* _Problem requirements_: Could you repeat, word for word, every line from the one containing "of the black" through the final line of the records below, and nothing else?

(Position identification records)
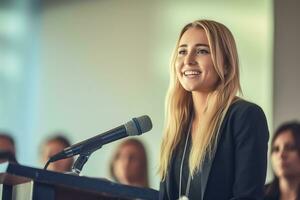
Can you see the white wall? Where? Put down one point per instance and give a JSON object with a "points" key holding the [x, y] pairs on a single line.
{"points": [[286, 62]]}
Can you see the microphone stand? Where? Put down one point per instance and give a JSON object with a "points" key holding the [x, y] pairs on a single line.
{"points": [[79, 163], [81, 160]]}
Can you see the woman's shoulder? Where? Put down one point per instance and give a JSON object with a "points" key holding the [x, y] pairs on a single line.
{"points": [[243, 112], [241, 105]]}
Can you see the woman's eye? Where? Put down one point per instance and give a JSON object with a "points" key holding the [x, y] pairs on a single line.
{"points": [[182, 52], [291, 147], [202, 51], [275, 149]]}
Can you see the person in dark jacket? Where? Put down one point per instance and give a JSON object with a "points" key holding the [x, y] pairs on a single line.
{"points": [[285, 159], [215, 144]]}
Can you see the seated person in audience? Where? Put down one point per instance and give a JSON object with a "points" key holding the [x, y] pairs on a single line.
{"points": [[129, 164], [52, 146], [285, 159], [7, 148]]}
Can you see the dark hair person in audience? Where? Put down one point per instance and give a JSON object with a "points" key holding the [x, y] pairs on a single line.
{"points": [[7, 148], [129, 164], [215, 144], [285, 159], [50, 147]]}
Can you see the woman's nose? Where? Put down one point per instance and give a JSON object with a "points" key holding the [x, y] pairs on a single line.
{"points": [[190, 59]]}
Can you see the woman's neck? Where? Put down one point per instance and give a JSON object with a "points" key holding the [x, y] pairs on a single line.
{"points": [[199, 104], [288, 188]]}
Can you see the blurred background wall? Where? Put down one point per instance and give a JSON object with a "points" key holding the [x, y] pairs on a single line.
{"points": [[84, 67]]}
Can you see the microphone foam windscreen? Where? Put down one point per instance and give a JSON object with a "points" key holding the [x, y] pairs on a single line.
{"points": [[138, 125]]}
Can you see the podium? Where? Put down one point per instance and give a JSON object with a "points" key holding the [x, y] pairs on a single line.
{"points": [[27, 183]]}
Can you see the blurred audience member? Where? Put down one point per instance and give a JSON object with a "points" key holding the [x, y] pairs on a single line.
{"points": [[129, 164], [50, 147], [7, 148], [285, 159]]}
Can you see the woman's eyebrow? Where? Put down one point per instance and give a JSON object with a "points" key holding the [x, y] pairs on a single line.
{"points": [[197, 45]]}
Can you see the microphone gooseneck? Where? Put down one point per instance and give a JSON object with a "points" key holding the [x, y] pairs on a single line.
{"points": [[136, 126]]}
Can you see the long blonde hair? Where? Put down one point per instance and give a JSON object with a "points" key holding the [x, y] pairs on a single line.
{"points": [[179, 102]]}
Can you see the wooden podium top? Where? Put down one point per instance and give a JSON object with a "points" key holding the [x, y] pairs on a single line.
{"points": [[13, 174]]}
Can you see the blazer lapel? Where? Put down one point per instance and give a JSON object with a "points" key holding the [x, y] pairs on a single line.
{"points": [[205, 173]]}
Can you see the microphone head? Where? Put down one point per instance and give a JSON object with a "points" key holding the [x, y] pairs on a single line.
{"points": [[138, 125]]}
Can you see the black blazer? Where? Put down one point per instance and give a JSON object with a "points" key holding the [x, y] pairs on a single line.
{"points": [[238, 170]]}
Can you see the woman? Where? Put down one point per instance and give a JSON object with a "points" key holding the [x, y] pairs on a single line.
{"points": [[285, 158], [215, 144], [129, 164]]}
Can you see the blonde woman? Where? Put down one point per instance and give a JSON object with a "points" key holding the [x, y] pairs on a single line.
{"points": [[215, 143]]}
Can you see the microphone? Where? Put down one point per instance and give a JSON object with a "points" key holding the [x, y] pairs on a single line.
{"points": [[136, 126]]}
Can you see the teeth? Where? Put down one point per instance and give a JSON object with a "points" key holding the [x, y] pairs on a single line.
{"points": [[191, 73]]}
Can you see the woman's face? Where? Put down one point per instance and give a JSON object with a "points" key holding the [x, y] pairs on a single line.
{"points": [[285, 157], [128, 166], [51, 148], [194, 67]]}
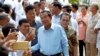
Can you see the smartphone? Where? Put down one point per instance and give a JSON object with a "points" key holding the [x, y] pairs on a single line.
{"points": [[21, 45], [14, 30]]}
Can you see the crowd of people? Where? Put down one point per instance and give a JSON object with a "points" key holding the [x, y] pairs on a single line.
{"points": [[52, 29]]}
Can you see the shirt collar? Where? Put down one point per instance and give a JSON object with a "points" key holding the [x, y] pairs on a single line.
{"points": [[20, 34]]}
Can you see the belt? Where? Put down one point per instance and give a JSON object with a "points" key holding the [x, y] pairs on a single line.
{"points": [[59, 54]]}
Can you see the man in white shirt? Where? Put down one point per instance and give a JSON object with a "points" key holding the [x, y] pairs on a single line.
{"points": [[56, 11]]}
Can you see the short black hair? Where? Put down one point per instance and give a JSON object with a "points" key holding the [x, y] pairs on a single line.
{"points": [[7, 28], [6, 7], [23, 21], [68, 8], [75, 6], [57, 4], [96, 6], [29, 7], [86, 7], [48, 12], [67, 14]]}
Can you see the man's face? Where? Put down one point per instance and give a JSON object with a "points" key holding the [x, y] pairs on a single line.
{"points": [[24, 27], [65, 21], [5, 21], [43, 4], [46, 20], [54, 9], [31, 15], [64, 10], [93, 9]]}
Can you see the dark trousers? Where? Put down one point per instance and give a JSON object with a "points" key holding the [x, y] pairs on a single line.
{"points": [[81, 45], [59, 54]]}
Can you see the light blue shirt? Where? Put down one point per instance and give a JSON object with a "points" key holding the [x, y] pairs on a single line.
{"points": [[52, 41]]}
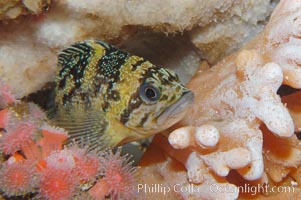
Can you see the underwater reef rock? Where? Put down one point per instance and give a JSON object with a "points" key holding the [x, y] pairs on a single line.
{"points": [[32, 43], [11, 9], [239, 134]]}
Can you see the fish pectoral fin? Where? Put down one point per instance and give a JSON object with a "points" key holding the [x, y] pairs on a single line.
{"points": [[85, 127]]}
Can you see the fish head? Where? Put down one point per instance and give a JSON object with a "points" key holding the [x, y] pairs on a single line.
{"points": [[163, 101]]}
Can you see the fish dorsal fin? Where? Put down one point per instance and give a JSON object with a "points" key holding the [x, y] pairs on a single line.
{"points": [[84, 125]]}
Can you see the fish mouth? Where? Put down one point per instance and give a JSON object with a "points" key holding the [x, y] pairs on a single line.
{"points": [[176, 111]]}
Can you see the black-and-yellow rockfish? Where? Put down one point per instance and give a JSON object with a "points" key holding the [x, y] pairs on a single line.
{"points": [[109, 97]]}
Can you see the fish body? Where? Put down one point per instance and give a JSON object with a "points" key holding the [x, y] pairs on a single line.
{"points": [[110, 97]]}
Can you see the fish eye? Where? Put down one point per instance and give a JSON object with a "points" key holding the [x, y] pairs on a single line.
{"points": [[149, 93]]}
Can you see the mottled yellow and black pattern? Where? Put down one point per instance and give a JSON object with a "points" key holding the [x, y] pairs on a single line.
{"points": [[109, 97]]}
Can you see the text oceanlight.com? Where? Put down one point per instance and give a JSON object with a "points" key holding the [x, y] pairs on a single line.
{"points": [[214, 188]]}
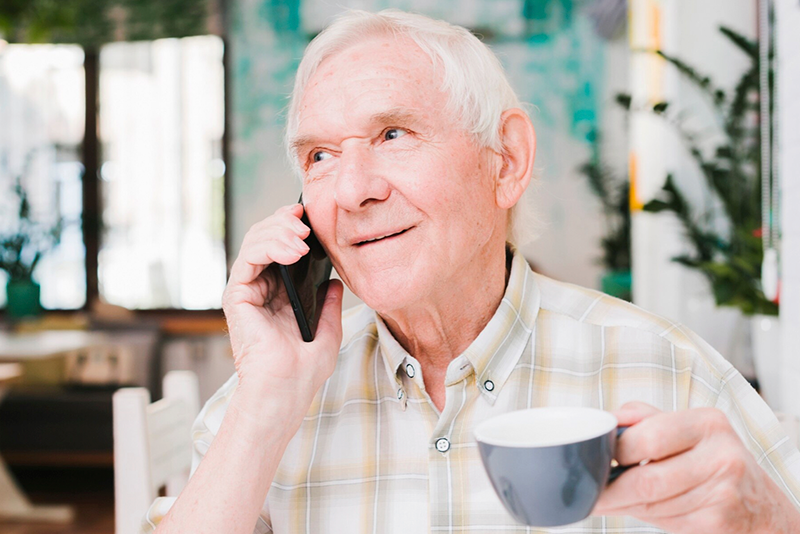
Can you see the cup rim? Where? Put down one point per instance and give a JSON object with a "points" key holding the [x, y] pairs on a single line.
{"points": [[485, 427]]}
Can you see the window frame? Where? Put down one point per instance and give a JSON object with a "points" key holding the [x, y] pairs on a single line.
{"points": [[92, 203]]}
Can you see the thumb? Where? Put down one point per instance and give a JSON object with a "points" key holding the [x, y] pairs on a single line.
{"points": [[329, 327]]}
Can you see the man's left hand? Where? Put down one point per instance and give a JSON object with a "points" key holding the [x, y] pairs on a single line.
{"points": [[697, 476]]}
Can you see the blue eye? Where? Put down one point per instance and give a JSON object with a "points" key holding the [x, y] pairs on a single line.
{"points": [[394, 133], [319, 156]]}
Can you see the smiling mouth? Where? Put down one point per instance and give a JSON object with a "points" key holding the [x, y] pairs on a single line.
{"points": [[383, 238]]}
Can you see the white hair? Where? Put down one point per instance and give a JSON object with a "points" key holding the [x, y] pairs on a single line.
{"points": [[473, 77]]}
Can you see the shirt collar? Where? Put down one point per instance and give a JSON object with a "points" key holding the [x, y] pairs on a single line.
{"points": [[497, 349]]}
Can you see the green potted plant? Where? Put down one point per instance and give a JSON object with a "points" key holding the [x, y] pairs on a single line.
{"points": [[613, 193], [729, 256], [21, 248], [730, 260]]}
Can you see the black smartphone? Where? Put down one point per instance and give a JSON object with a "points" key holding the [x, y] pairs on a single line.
{"points": [[304, 279]]}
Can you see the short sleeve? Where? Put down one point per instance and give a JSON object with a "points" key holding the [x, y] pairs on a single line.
{"points": [[762, 433], [205, 427]]}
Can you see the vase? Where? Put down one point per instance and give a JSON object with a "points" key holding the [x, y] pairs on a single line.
{"points": [[23, 299], [617, 284], [766, 339]]}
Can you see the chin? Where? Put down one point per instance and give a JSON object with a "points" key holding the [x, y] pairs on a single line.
{"points": [[386, 294]]}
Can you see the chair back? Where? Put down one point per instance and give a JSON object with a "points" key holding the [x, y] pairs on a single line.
{"points": [[152, 445]]}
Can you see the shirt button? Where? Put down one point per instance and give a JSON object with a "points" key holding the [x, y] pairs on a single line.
{"points": [[410, 371]]}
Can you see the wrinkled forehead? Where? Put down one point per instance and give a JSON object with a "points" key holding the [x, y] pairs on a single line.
{"points": [[370, 77]]}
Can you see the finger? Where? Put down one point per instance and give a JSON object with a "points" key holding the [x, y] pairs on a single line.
{"points": [[702, 496], [662, 435], [249, 265], [657, 481], [329, 328], [268, 249]]}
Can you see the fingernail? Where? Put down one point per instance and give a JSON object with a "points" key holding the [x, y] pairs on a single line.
{"points": [[299, 245]]}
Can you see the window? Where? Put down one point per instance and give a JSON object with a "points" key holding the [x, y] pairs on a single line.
{"points": [[42, 117], [160, 126], [161, 123]]}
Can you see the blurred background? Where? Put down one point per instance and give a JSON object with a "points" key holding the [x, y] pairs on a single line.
{"points": [[140, 139]]}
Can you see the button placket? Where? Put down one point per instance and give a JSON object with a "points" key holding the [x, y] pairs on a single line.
{"points": [[410, 371]]}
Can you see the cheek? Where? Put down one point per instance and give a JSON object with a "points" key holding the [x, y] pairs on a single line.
{"points": [[321, 212]]}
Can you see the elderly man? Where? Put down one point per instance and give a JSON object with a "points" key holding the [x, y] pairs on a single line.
{"points": [[413, 152]]}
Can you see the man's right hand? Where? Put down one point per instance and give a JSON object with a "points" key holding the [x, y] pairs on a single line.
{"points": [[271, 358]]}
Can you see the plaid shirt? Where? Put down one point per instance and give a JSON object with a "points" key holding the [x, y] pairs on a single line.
{"points": [[374, 454]]}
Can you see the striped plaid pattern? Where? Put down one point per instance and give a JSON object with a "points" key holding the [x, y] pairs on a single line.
{"points": [[375, 455]]}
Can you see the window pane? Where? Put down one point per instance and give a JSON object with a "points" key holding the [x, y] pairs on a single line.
{"points": [[42, 116], [161, 124]]}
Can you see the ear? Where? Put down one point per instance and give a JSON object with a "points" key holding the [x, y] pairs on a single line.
{"points": [[518, 139]]}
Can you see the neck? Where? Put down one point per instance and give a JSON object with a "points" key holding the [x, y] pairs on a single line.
{"points": [[439, 328]]}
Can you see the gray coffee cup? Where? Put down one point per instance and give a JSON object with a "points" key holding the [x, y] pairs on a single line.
{"points": [[549, 465]]}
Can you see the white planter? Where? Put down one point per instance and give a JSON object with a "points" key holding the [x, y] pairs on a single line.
{"points": [[766, 337], [725, 328]]}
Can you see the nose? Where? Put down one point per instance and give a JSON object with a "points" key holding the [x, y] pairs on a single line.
{"points": [[359, 181]]}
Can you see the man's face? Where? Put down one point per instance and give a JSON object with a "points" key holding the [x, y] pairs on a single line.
{"points": [[381, 157]]}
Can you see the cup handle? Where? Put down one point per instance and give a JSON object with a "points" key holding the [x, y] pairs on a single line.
{"points": [[618, 469]]}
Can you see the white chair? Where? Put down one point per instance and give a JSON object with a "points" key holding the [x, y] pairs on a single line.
{"points": [[152, 445]]}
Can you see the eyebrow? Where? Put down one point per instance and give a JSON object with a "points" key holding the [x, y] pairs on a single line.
{"points": [[393, 116]]}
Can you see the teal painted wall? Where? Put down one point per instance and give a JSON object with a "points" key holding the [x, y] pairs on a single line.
{"points": [[554, 60]]}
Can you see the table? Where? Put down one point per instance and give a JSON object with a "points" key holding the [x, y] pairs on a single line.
{"points": [[16, 348]]}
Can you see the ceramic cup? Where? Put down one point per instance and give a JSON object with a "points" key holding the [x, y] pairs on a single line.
{"points": [[549, 465]]}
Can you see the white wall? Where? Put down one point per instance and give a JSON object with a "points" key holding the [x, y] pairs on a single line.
{"points": [[689, 30], [788, 49]]}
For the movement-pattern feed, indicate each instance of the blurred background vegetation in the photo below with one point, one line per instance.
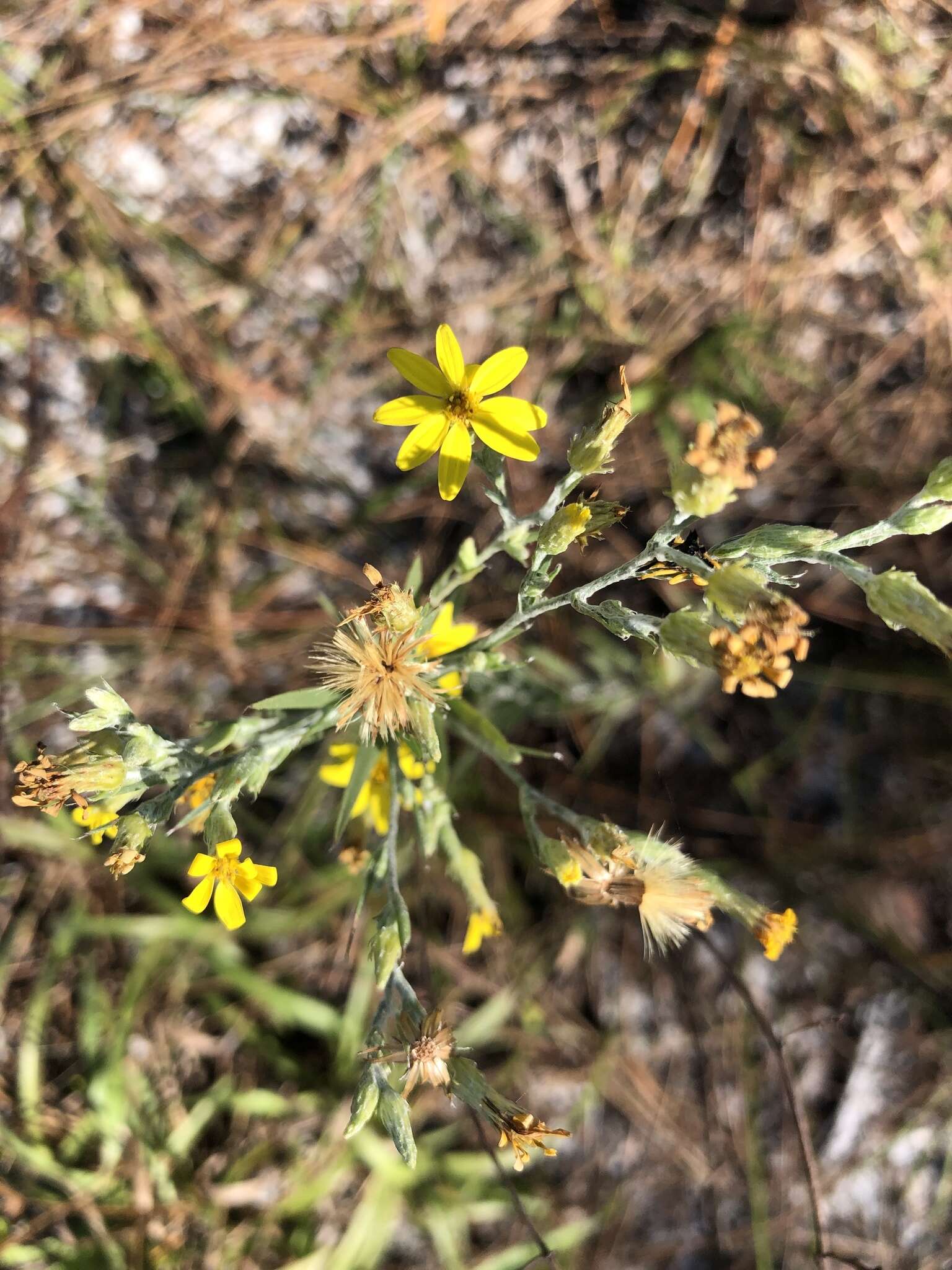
(215, 218)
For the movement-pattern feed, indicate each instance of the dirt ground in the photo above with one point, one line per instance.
(215, 219)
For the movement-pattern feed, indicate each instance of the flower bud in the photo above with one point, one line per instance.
(394, 1116)
(363, 1103)
(564, 527)
(592, 448)
(771, 541)
(902, 601)
(940, 482)
(51, 780)
(467, 556)
(110, 710)
(514, 544)
(421, 722)
(923, 520)
(687, 636)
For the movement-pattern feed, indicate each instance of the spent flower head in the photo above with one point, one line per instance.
(426, 1050)
(52, 780)
(380, 675)
(454, 404)
(230, 879)
(375, 796)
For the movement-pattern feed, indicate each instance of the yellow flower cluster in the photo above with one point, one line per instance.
(452, 406)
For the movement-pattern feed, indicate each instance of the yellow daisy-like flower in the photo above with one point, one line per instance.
(776, 931)
(447, 637)
(94, 817)
(229, 878)
(454, 406)
(484, 923)
(374, 798)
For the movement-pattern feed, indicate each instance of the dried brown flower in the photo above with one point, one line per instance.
(671, 900)
(52, 780)
(381, 676)
(723, 447)
(746, 662)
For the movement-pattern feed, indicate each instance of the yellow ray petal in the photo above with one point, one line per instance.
(410, 765)
(450, 356)
(198, 901)
(248, 887)
(402, 412)
(498, 371)
(362, 801)
(455, 461)
(380, 807)
(227, 906)
(505, 438)
(451, 682)
(421, 443)
(338, 774)
(516, 413)
(421, 374)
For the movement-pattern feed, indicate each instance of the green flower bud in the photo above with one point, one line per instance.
(467, 1081)
(386, 946)
(146, 751)
(363, 1103)
(923, 520)
(902, 601)
(735, 590)
(564, 527)
(621, 621)
(467, 557)
(394, 1116)
(940, 482)
(592, 448)
(696, 494)
(553, 856)
(771, 541)
(220, 826)
(133, 832)
(689, 637)
(110, 710)
(421, 721)
(465, 868)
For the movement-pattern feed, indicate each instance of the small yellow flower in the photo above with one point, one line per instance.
(484, 923)
(374, 798)
(227, 877)
(198, 793)
(776, 931)
(454, 407)
(447, 637)
(95, 818)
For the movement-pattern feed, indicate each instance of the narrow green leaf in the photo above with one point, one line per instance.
(485, 733)
(363, 765)
(414, 575)
(301, 699)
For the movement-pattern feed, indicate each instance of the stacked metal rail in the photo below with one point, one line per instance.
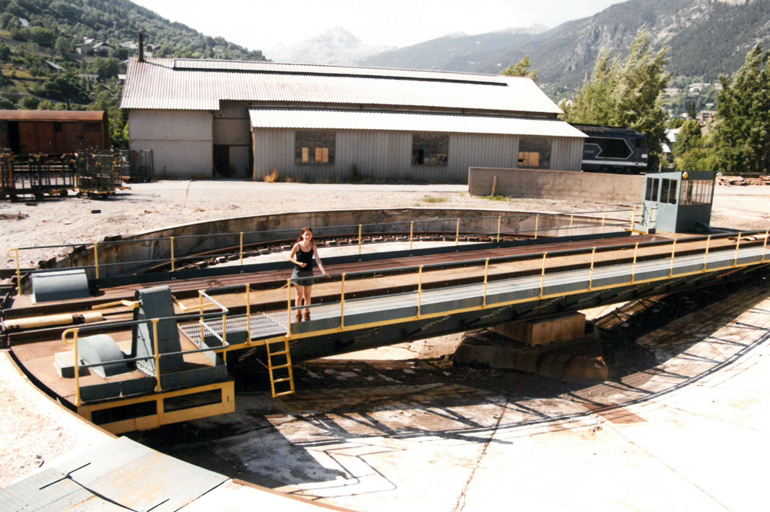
(36, 175)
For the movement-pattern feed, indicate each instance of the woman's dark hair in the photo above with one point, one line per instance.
(307, 228)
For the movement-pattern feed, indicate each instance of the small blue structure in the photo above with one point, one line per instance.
(678, 202)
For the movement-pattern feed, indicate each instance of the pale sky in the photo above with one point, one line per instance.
(262, 24)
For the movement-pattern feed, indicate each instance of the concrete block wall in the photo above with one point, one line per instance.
(567, 185)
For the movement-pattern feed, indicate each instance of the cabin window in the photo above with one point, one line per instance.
(430, 149)
(697, 191)
(534, 153)
(652, 190)
(668, 191)
(314, 147)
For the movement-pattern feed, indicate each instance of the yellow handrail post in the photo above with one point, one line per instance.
(74, 333)
(224, 336)
(200, 310)
(457, 234)
(18, 269)
(604, 219)
(633, 266)
(673, 255)
(419, 292)
(173, 262)
(288, 306)
(158, 388)
(248, 313)
(706, 256)
(342, 302)
(96, 259)
(360, 240)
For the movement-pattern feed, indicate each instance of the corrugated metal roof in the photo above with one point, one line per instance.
(52, 115)
(350, 120)
(155, 84)
(316, 69)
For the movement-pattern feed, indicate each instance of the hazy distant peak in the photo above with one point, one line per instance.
(533, 29)
(337, 35)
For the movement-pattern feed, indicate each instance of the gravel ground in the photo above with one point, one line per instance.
(147, 207)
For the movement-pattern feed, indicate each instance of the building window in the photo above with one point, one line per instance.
(668, 191)
(652, 190)
(697, 191)
(430, 149)
(534, 152)
(314, 147)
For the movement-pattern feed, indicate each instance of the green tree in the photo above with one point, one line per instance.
(743, 117)
(521, 69)
(689, 138)
(627, 93)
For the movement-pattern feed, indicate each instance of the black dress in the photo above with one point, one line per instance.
(303, 276)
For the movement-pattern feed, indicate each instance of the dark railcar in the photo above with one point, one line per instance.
(53, 132)
(614, 150)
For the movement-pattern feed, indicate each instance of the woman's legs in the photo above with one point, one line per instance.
(307, 292)
(299, 297)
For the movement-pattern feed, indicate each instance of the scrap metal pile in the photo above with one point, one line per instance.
(84, 173)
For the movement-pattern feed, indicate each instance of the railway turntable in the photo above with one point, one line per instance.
(142, 354)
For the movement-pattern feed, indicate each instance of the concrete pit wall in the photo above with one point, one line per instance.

* _Task response_:
For the movement-pattern feed, indicate each instance of the black dress in the photo above with one point, one line per instance.
(303, 276)
For the movement-pattern feed, indicate each instance of the dark railcar in the photo above with one point, one line per instance.
(53, 132)
(614, 150)
For the movement-pattern feed, indicate each instance of the woman's legs in the photo above with one point, one line per instance.
(307, 292)
(299, 297)
For the movement-pattern feed, indicate each instance of the scrap metal pile in the photo above with one point, one line per instance.
(84, 173)
For the movement-pattern feed, indicate each instance of the railway turntable in the photo above with one point, one line per instance.
(142, 354)
For the movement-pattern feed, indicate each instance of the concrete pit wall in the photo above with one point, one line per instance.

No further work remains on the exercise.